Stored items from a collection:
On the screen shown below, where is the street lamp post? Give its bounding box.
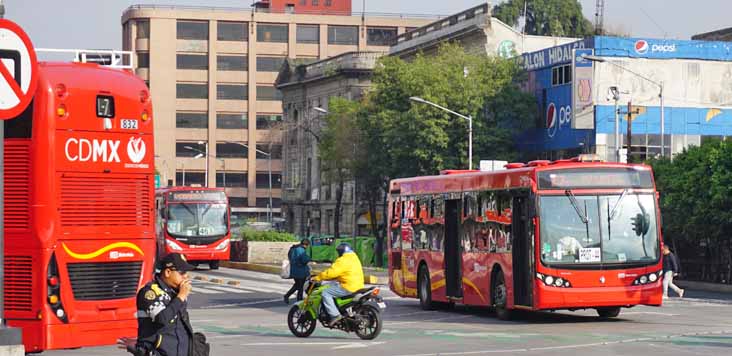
[184,144,210,187]
[226,141,273,223]
[582,55,666,158]
[409,97,473,170]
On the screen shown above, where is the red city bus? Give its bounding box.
[388,156,663,319]
[155,187,230,269]
[3,51,155,352]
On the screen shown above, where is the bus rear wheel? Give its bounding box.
[492,271,512,321]
[418,266,436,310]
[596,307,621,318]
[209,260,220,270]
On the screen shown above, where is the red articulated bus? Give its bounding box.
[3,50,155,352]
[155,187,230,270]
[388,155,663,319]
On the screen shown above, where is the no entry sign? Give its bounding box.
[0,19,38,120]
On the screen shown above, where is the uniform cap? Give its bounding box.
[159,253,195,272]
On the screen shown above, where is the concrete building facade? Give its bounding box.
[276,51,381,237]
[121,4,430,221]
[517,36,732,162]
[389,3,578,60]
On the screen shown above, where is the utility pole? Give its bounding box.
[627,101,633,163]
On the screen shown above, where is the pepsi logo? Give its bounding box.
[635,40,649,54]
[546,103,572,139]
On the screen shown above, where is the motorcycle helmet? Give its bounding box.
[336,243,353,257]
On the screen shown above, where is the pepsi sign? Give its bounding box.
[635,39,676,54]
[634,40,649,54]
[546,103,572,138]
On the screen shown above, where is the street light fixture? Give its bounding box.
[184,143,209,187]
[582,54,666,158]
[225,141,273,223]
[313,107,328,115]
[409,96,473,170]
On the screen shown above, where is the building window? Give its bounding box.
[176,112,208,128]
[257,144,282,159]
[176,142,206,157]
[257,114,283,129]
[551,64,572,86]
[299,0,307,5]
[328,25,358,45]
[137,52,149,68]
[177,20,208,40]
[176,83,208,99]
[217,21,247,41]
[216,142,248,158]
[367,27,397,46]
[257,57,285,72]
[176,171,205,186]
[256,198,282,208]
[312,0,319,6]
[325,0,332,6]
[217,113,248,129]
[257,24,288,43]
[217,55,248,71]
[217,84,248,100]
[297,25,319,44]
[256,86,283,101]
[256,173,282,188]
[136,20,150,39]
[217,172,247,188]
[177,54,208,70]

PROBLEM STATEMENT: The preceding entries should be duplicated word for word; no picture belongs in the copy.

TASK RESPONSE:
On the screen shown below, where is the street lamp post? Give its bounding box.
[184,144,210,187]
[226,141,273,223]
[582,55,666,158]
[409,97,473,170]
On the screen shown above, where is the red city bus? Give its bounding box.
[388,156,663,319]
[155,187,230,269]
[3,51,155,352]
On the screen shown above, where is the bus rear wheel? Give its bounding box.
[492,271,512,321]
[418,266,436,310]
[596,307,621,318]
[209,260,220,270]
On the screen shown above, where is the red articulated bus? Give its bounding box.
[3,50,155,352]
[155,187,230,270]
[388,155,663,319]
On the screen shown above, where is the no entry sign? Give its bounding box.
[0,19,38,120]
On the screen shown above, where is the uniform cap? Give its bounding box.
[159,253,195,272]
On the screen shown above, where is the concrete building facade? Give its bounding box.
[276,51,381,237]
[121,4,430,221]
[517,36,732,162]
[389,3,578,60]
On the screen shown above, where is the utility pole? Give its bounding box.
[627,101,633,163]
On the screen shown above, where is the pepsi logo? Give its bounding box.
[635,40,649,54]
[546,103,572,139]
On the screen shown above, where is the motorcycle helmet? Give its bounding box.
[336,243,353,257]
On the screen shown above, where is the pepsi sign? Give its bounding box.
[635,39,676,54]
[634,40,649,54]
[546,103,572,138]
On the screen shown above, where is the street light fixture? Give its bounding box.
[184,143,209,187]
[582,54,666,158]
[225,141,273,223]
[313,107,328,115]
[409,96,473,170]
On the screen shown above, where is the building window? Give its bounding box.
[176,112,208,128]
[257,144,282,159]
[176,142,206,157]
[257,114,283,129]
[551,64,572,86]
[299,0,307,5]
[328,25,358,45]
[137,52,149,68]
[177,20,208,40]
[176,83,208,99]
[217,21,247,41]
[216,142,248,158]
[367,27,397,46]
[257,57,285,72]
[176,171,205,186]
[256,198,282,208]
[312,0,319,6]
[325,0,332,6]
[217,113,248,129]
[257,24,288,43]
[217,55,248,71]
[217,84,248,100]
[297,25,319,44]
[256,86,283,101]
[256,173,282,188]
[136,20,150,39]
[217,172,247,188]
[177,54,208,70]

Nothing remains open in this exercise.